**DIRECTIONS**
Rewrite the records below, changing every "rough mask" to "coarse mask" and leaving everything else as it is.
[TASK DATA — start]
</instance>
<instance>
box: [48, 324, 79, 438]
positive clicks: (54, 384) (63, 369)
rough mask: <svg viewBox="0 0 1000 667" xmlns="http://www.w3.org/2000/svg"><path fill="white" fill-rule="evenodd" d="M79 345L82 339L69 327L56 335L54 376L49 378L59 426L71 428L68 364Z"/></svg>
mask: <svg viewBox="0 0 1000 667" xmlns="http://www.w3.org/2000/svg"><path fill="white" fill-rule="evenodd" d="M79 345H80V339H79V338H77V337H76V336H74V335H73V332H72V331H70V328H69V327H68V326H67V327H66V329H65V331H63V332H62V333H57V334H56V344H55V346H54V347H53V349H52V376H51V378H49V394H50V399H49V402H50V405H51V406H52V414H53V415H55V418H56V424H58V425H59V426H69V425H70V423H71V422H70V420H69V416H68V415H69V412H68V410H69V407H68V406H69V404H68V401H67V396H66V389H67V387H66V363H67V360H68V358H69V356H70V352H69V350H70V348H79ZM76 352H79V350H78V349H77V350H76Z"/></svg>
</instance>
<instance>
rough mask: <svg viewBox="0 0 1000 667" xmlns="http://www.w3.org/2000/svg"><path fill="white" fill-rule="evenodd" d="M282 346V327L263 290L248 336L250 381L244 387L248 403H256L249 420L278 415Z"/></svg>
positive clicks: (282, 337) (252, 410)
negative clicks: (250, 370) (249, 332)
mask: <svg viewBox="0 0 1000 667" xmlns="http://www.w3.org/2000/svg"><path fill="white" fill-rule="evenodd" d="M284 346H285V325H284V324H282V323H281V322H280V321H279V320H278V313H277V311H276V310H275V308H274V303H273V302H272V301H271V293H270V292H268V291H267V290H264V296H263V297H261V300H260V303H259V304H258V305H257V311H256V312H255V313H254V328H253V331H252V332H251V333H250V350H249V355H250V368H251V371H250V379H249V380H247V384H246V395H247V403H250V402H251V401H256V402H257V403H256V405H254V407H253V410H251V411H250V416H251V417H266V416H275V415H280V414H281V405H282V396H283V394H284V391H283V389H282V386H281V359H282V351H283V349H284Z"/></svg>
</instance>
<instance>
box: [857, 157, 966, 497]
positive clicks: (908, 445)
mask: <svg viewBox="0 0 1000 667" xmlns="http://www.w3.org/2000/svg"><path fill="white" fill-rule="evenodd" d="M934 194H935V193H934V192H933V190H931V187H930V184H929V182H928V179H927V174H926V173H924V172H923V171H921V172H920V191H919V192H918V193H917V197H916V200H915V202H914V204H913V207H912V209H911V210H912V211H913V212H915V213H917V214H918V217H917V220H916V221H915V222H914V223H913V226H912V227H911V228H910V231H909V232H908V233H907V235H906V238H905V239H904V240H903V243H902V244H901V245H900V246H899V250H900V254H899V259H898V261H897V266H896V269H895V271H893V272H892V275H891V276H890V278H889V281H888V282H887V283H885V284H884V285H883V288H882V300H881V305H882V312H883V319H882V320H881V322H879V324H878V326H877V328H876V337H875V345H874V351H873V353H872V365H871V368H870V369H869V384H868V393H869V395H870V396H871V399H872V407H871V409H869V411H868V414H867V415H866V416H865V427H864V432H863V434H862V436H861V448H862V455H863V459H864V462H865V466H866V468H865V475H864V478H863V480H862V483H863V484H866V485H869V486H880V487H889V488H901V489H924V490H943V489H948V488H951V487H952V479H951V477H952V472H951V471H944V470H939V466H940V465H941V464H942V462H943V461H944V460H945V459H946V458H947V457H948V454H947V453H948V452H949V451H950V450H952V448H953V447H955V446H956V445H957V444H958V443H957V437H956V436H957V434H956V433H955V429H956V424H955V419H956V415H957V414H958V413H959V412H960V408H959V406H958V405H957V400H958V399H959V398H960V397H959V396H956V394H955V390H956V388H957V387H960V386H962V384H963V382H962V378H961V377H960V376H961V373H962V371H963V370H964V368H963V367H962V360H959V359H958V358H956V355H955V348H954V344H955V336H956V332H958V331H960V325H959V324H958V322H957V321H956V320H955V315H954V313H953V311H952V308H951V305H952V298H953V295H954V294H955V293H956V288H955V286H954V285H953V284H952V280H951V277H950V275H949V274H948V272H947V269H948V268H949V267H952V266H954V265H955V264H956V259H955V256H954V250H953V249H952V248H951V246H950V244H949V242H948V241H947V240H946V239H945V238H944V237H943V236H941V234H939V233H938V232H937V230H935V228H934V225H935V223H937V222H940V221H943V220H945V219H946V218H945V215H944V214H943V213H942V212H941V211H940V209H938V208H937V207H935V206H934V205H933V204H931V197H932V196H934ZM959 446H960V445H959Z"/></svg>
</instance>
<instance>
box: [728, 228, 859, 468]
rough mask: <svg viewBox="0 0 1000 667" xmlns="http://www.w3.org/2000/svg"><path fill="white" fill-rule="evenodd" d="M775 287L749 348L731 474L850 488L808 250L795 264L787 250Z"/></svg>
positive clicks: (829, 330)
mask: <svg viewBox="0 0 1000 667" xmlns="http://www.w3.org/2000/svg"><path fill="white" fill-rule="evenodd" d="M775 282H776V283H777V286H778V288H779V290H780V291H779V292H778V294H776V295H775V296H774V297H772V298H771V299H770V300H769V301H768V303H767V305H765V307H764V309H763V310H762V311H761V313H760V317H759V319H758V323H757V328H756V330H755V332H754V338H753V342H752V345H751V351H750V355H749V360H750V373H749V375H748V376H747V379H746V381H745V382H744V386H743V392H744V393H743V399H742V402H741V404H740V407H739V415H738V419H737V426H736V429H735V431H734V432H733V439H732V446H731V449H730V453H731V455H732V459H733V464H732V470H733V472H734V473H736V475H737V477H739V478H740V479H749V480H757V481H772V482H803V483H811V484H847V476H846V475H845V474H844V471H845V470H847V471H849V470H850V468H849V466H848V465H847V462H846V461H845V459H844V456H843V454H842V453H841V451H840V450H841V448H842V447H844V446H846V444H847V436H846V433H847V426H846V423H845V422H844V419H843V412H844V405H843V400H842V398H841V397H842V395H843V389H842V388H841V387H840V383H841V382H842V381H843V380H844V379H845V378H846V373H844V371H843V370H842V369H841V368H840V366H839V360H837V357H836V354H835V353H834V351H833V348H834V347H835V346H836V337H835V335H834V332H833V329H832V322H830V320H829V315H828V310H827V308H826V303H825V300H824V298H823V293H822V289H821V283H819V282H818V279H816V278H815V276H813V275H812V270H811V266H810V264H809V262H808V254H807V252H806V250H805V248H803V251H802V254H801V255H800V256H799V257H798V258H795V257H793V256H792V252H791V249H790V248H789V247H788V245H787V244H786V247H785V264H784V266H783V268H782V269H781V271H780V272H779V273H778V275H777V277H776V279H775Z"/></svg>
[TASK DATA — finish]
**RESULT OF THIS EXERCISE**
</instance>
<instance>
box: [48, 324, 79, 438]
positive clicks: (54, 384) (63, 369)
coarse mask: <svg viewBox="0 0 1000 667" xmlns="http://www.w3.org/2000/svg"><path fill="white" fill-rule="evenodd" d="M79 345L82 339L69 327L56 335L54 376L49 378L59 426L71 428L68 364Z"/></svg>
mask: <svg viewBox="0 0 1000 667" xmlns="http://www.w3.org/2000/svg"><path fill="white" fill-rule="evenodd" d="M79 345H80V339H79V338H77V337H76V336H74V335H73V332H72V331H70V328H69V327H68V326H67V327H66V329H65V331H63V332H62V333H57V334H56V344H55V346H54V347H53V349H52V376H51V378H49V394H50V399H49V402H50V405H51V406H52V414H53V415H55V418H56V424H58V425H59V426H69V425H70V423H71V422H70V420H69V416H68V415H69V412H68V410H69V407H68V406H69V404H68V401H67V396H66V389H67V387H66V363H67V360H68V358H69V356H70V352H69V350H70V348H79ZM76 352H79V350H78V349H77V350H76Z"/></svg>
</instance>
<instance>
coarse mask: <svg viewBox="0 0 1000 667" xmlns="http://www.w3.org/2000/svg"><path fill="white" fill-rule="evenodd" d="M282 346V327L263 290L248 336L250 381L244 387L248 403H256L249 420L278 415Z"/></svg>
positive clicks: (282, 337) (252, 410)
negative clicks: (250, 370) (249, 332)
mask: <svg viewBox="0 0 1000 667" xmlns="http://www.w3.org/2000/svg"><path fill="white" fill-rule="evenodd" d="M284 346H285V325H284V324H282V323H281V322H280V321H279V320H278V313H277V311H276V310H275V308H274V303H273V302H272V301H271V293H270V292H268V291H267V290H264V296H263V297H261V300H260V303H259V304H258V305H257V311H256V312H255V313H254V328H253V331H252V332H251V333H250V350H249V355H250V368H251V371H250V379H249V380H247V384H246V395H247V403H250V402H251V401H256V402H257V403H256V405H254V407H253V410H251V411H250V416H251V417H266V416H275V415H280V414H281V405H282V396H283V394H284V391H283V389H282V386H281V359H282V351H283V349H284Z"/></svg>
</instance>
<instance>
box: [857, 157, 966, 497]
positive clicks: (908, 445)
mask: <svg viewBox="0 0 1000 667" xmlns="http://www.w3.org/2000/svg"><path fill="white" fill-rule="evenodd" d="M934 194H935V193H934V192H933V190H931V187H930V184H929V182H928V179H927V174H926V173H924V172H923V171H921V172H920V191H919V192H918V193H917V197H916V200H915V202H914V204H913V207H912V209H911V210H912V211H913V212H915V213H917V214H918V217H917V220H916V221H915V222H914V223H913V226H912V227H911V228H910V231H909V232H908V233H907V235H906V238H905V239H904V240H903V243H902V244H901V245H900V246H899V250H900V254H899V259H898V261H897V266H896V269H895V271H893V272H892V275H891V276H890V278H889V281H888V282H887V283H885V284H884V285H883V288H882V300H881V305H882V312H883V319H882V320H881V322H879V324H878V326H877V328H876V337H875V345H874V351H873V353H872V365H871V368H870V369H869V384H868V393H869V395H870V396H871V399H872V407H871V409H869V411H868V414H867V415H866V416H865V427H864V432H863V434H862V436H861V448H862V455H863V459H864V462H865V466H866V468H865V475H864V478H863V480H862V483H863V484H866V485H869V486H880V487H889V488H901V489H924V490H943V489H948V488H951V487H952V479H951V477H952V472H951V471H944V470H939V466H940V465H941V464H942V462H943V461H944V460H945V459H946V458H947V457H948V454H947V453H948V452H949V451H950V450H952V448H953V447H955V446H956V445H957V444H958V443H957V437H956V436H957V434H956V433H955V429H956V424H955V419H956V415H957V414H958V413H959V412H960V408H959V406H958V405H957V400H958V399H959V398H960V397H959V396H956V394H955V390H956V388H957V387H960V386H962V384H963V382H962V378H961V377H960V376H961V373H962V371H963V370H964V368H963V367H962V360H959V359H958V358H956V355H955V348H954V344H955V336H956V332H958V331H960V325H959V324H958V322H957V321H956V320H955V315H954V313H953V311H952V308H951V305H952V298H953V295H954V294H955V293H956V288H955V286H954V285H953V284H952V280H951V277H950V275H949V274H948V272H947V269H948V268H949V267H952V266H954V265H955V264H956V259H955V256H954V250H953V249H952V248H951V246H950V244H949V242H948V241H947V240H946V239H945V238H944V237H943V236H941V234H939V233H938V232H937V230H935V228H934V225H935V223H937V222H940V221H943V220H945V219H946V218H945V215H944V214H943V213H942V212H941V211H940V209H938V208H937V207H935V206H934V205H933V204H931V197H932V196H934ZM959 446H960V445H959Z"/></svg>
</instance>
<instance>
box: [728, 228, 859, 468]
coarse mask: <svg viewBox="0 0 1000 667" xmlns="http://www.w3.org/2000/svg"><path fill="white" fill-rule="evenodd" d="M775 287L749 348L731 474L850 488L808 250L795 264L787 250Z"/></svg>
positive clicks: (829, 330)
mask: <svg viewBox="0 0 1000 667" xmlns="http://www.w3.org/2000/svg"><path fill="white" fill-rule="evenodd" d="M775 282H776V283H777V286H778V288H779V290H780V291H779V292H778V294H776V295H775V296H774V297H772V298H771V299H770V300H769V301H768V303H767V305H765V307H764V309H763V310H762V311H761V313H760V317H759V319H758V323H757V328H756V330H755V332H754V338H753V342H752V345H751V351H750V355H749V360H750V373H749V375H748V376H747V379H746V381H745V382H744V386H743V392H744V393H743V399H742V402H741V404H740V407H739V415H738V419H737V426H736V429H735V431H734V432H733V439H732V446H731V449H730V453H731V455H732V459H733V464H732V470H733V472H734V473H736V475H737V477H739V478H740V479H749V480H757V481H772V482H803V483H811V484H847V476H846V475H845V474H844V471H845V470H847V471H849V470H850V468H849V466H848V465H847V462H846V461H845V459H844V456H843V454H842V453H841V451H840V450H841V448H842V447H844V446H846V444H847V436H846V433H847V426H846V423H845V422H844V419H843V412H844V405H843V400H842V398H841V397H842V395H843V389H842V388H841V387H840V383H841V382H842V381H843V380H844V379H845V378H846V373H844V371H843V370H842V369H841V368H840V366H839V360H837V357H836V354H835V353H834V351H833V348H834V347H835V346H836V337H835V335H834V332H833V329H832V322H830V320H829V315H828V310H827V308H826V303H825V300H824V298H823V293H822V289H821V283H819V282H818V279H816V278H815V276H813V275H812V270H811V266H810V264H809V262H808V254H807V252H806V250H805V248H803V251H802V254H801V255H800V256H799V257H798V258H795V257H793V256H792V252H791V249H790V248H789V247H788V245H787V244H786V247H785V264H784V266H783V268H782V269H781V271H780V272H779V273H778V275H777V277H776V279H775Z"/></svg>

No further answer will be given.